(Opdracht A) Tel het aantal regels in de records waarin het woord "handbag" voorkomt, waarbij hoofdletters en kleine letters verschil maken. Geef alleen het getal.

(Tekstfragment)
--*--

ECLI:NL:CRVB:2023:2046

Centrale Raad van Beroep

Datum uitspraak
25 oktober 2023
Publicatiedatum
7 november 2023
Zaaknummer
22/3899 WIA
Instantie
Centrale Raad van Beroep
Type
Uitspraak
Procedures
  • Hoger beroep
Rechters
Vindplaatsen
  • Rechtspraak.nl
AI samenvatting door LexboostAutomatisch gegenereerd

Beoordeling van de arbeidsongeschiktheid van appellante en de vaststelling door het Uwv

In deze zaak gaat het om de beoordeling van de arbeidsongeschiktheid van appellante door het Uitvoeringsinstituut werknemersverzekeringen (Uwv). Appellante heeft in hoger beroep aangevoerd dat haar arbeidsongeschiktheid ten onrechte is vastgesteld op 67,77%. De Centrale Raad van Beroep heeft de uitspraak van de rechtbank bevestigd, waarin werd geoordeeld dat het Uwv de mate van arbeidsongeschiktheid correct heeft vastgesteld. Appellante had eerder bezwaar gemaakt tegen de vaststelling van haar arbeidsongeschiktheid, die in eerste instantie op 42,88% was vastgesteld. Na een herbeoordeling door het Uwv werd dit percentage verhoogd naar 57,16% en uiteindelijk naar 67,77% na een gewijzigde beslissing op bezwaar. De rechtbank oordeelde dat het medisch onderzoek zorgvuldig was uitgevoerd en dat er geen reden was om te twijfelen aan de juistheid van de medische beoordeling. Appellante heeft in hoger beroep geen nieuwe medische informatie overgelegd die haar standpunt ondersteunt. De Raad concludeert dat het Uwv de arbeidsongeschiktheid van appellante juist heeft vastgesteld en dat de geselecteerde functies medisch geschikt zijn voor haar. De uitspraak van de rechtbank wordt bevestigd, en appellante krijgt geen vergoeding voor proceskosten of griffierecht.

--*--

Fragmenten uit dataset voor puntlabeling:

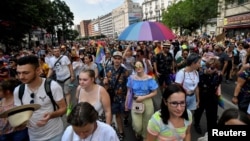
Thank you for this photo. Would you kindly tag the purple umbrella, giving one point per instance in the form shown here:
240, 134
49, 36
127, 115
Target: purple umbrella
147, 31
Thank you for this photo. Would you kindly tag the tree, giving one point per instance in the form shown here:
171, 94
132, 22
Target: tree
190, 14
22, 17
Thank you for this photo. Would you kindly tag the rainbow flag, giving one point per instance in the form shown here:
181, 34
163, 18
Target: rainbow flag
100, 52
221, 102
152, 74
92, 42
157, 50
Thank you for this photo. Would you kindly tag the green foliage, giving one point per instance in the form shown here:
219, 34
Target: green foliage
19, 17
190, 14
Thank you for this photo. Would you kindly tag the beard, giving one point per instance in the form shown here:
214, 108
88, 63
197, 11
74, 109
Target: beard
32, 79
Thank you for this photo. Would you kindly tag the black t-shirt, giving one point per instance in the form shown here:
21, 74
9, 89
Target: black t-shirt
164, 63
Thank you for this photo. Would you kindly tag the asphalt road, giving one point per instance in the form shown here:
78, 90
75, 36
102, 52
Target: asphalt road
227, 93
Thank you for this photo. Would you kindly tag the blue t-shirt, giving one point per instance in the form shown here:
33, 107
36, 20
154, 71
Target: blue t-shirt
142, 87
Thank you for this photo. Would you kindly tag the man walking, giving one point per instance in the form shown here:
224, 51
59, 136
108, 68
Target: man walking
64, 73
45, 123
116, 80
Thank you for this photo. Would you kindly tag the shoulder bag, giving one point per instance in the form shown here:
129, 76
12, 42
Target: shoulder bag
53, 75
111, 90
137, 107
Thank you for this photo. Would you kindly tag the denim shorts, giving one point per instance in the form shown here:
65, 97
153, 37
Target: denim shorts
191, 102
118, 106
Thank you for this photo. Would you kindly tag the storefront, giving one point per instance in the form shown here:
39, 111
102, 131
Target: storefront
237, 25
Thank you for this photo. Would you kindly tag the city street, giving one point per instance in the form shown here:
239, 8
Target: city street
227, 92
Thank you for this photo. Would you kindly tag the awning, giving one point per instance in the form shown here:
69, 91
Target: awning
237, 26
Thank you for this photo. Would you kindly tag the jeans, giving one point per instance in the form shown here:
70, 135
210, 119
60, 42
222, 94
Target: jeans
21, 135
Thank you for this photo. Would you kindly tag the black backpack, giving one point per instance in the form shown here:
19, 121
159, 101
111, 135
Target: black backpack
47, 90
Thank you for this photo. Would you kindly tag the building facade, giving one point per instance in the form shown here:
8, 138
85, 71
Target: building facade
234, 17
106, 25
153, 9
84, 30
94, 27
125, 15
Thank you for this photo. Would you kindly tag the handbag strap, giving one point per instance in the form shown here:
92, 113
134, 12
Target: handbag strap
178, 137
58, 60
120, 72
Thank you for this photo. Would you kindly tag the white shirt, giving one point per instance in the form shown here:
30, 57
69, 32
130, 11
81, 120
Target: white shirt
61, 67
189, 80
103, 132
54, 126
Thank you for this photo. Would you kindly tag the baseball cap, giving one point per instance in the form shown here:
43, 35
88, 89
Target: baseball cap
117, 53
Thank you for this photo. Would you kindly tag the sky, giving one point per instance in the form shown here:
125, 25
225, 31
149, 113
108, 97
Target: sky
91, 9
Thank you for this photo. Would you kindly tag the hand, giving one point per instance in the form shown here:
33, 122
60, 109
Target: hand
235, 100
44, 120
158, 74
139, 99
105, 80
72, 78
197, 104
21, 127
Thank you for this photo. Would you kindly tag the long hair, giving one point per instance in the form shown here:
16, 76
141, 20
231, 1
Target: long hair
233, 113
82, 114
171, 89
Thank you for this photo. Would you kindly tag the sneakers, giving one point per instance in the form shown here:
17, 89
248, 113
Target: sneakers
125, 122
69, 109
138, 137
121, 136
198, 129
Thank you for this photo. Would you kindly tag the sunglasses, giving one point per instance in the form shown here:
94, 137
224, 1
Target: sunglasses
175, 103
32, 95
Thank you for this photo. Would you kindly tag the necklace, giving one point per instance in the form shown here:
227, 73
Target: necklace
92, 133
193, 79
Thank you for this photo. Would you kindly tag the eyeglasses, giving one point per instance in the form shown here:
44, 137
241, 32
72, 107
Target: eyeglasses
138, 66
32, 95
117, 58
175, 103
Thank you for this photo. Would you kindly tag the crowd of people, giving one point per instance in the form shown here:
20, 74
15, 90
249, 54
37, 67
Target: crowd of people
187, 72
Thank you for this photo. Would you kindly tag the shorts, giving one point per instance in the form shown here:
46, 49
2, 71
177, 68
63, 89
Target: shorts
191, 102
118, 106
164, 78
66, 86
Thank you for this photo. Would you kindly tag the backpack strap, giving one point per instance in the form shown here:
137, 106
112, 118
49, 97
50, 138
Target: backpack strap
21, 92
49, 92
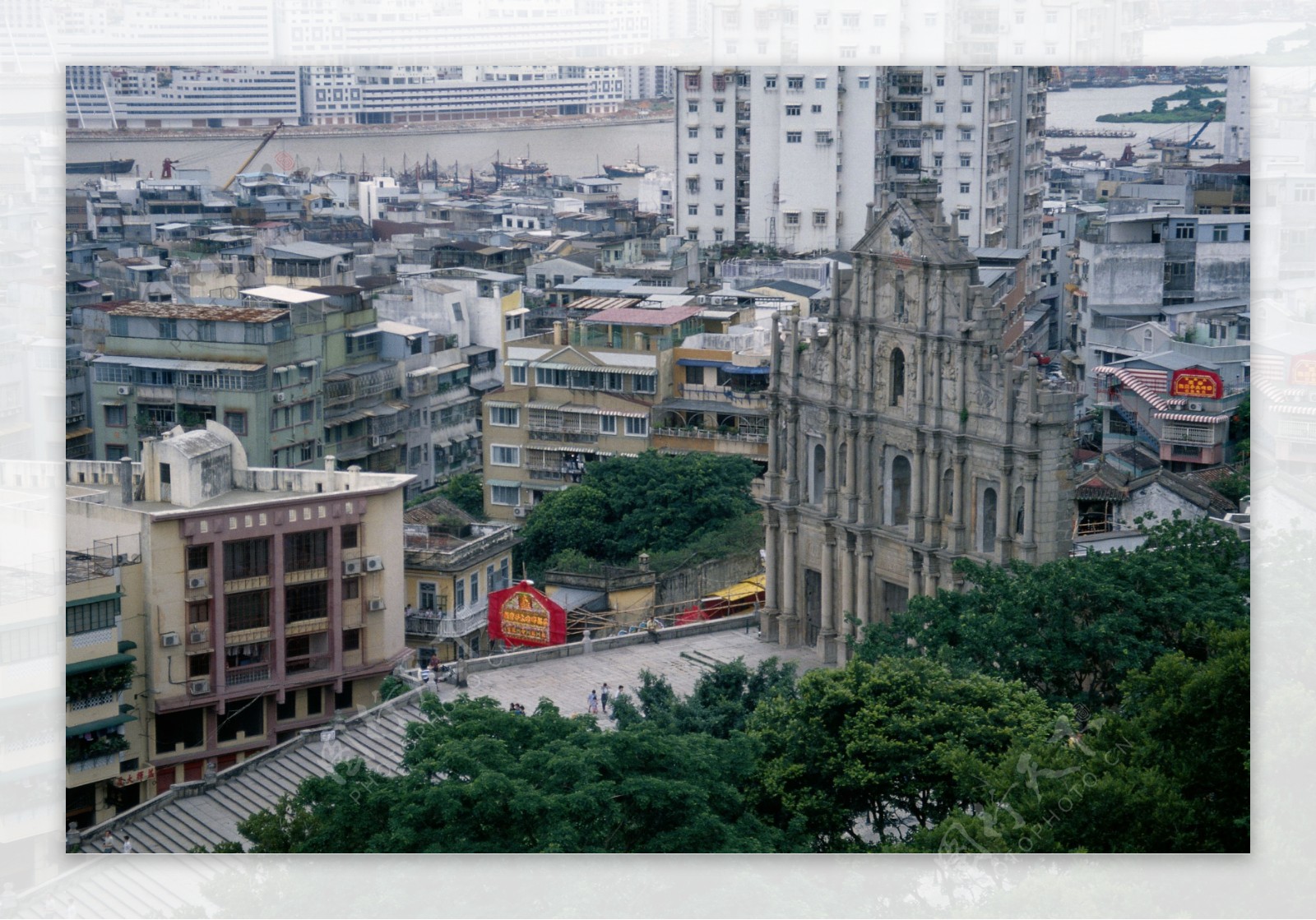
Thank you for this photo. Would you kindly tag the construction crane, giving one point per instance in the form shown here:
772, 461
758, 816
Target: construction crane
254, 155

--*--

(Opdracht B) Op welk percentage was de arbeidsongeschiktheid van appellante volgens het tekstfragment in eerste instantie vastgesteld?

(Antwoord A) 2

(Antwoord B) Op 42,88%.